* [Your instructions]
From the material below, copy each line that holds the word "concrete".

* [Material provided]
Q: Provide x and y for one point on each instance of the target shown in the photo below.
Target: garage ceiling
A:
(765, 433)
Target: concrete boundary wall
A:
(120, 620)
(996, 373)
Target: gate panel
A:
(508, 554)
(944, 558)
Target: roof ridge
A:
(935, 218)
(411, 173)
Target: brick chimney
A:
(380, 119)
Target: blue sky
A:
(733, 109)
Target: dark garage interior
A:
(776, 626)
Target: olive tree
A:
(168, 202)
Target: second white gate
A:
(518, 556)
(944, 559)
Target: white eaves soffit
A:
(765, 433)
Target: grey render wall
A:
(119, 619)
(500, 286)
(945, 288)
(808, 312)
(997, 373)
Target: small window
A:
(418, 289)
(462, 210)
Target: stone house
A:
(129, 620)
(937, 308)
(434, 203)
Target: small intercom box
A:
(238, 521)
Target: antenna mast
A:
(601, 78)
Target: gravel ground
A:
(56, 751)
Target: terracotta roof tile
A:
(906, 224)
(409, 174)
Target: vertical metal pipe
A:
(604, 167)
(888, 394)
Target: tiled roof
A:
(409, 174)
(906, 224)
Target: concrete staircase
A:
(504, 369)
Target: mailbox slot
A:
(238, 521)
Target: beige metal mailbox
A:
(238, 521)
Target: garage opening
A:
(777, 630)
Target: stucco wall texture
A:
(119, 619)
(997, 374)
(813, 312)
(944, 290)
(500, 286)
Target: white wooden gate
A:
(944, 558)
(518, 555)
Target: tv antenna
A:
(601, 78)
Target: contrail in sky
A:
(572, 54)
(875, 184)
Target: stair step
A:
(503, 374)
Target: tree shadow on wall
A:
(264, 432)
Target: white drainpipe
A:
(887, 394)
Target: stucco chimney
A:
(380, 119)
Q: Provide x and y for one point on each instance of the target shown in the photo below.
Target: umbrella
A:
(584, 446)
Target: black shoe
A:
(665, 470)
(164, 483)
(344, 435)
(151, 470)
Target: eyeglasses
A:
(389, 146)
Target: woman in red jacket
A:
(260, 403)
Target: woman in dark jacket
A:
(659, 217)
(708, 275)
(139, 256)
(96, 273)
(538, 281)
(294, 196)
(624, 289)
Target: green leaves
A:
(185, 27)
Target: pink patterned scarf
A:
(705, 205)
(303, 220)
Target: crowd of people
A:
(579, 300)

* [Result for this exercise]
Target: concrete boundary wall
Target: concrete staircase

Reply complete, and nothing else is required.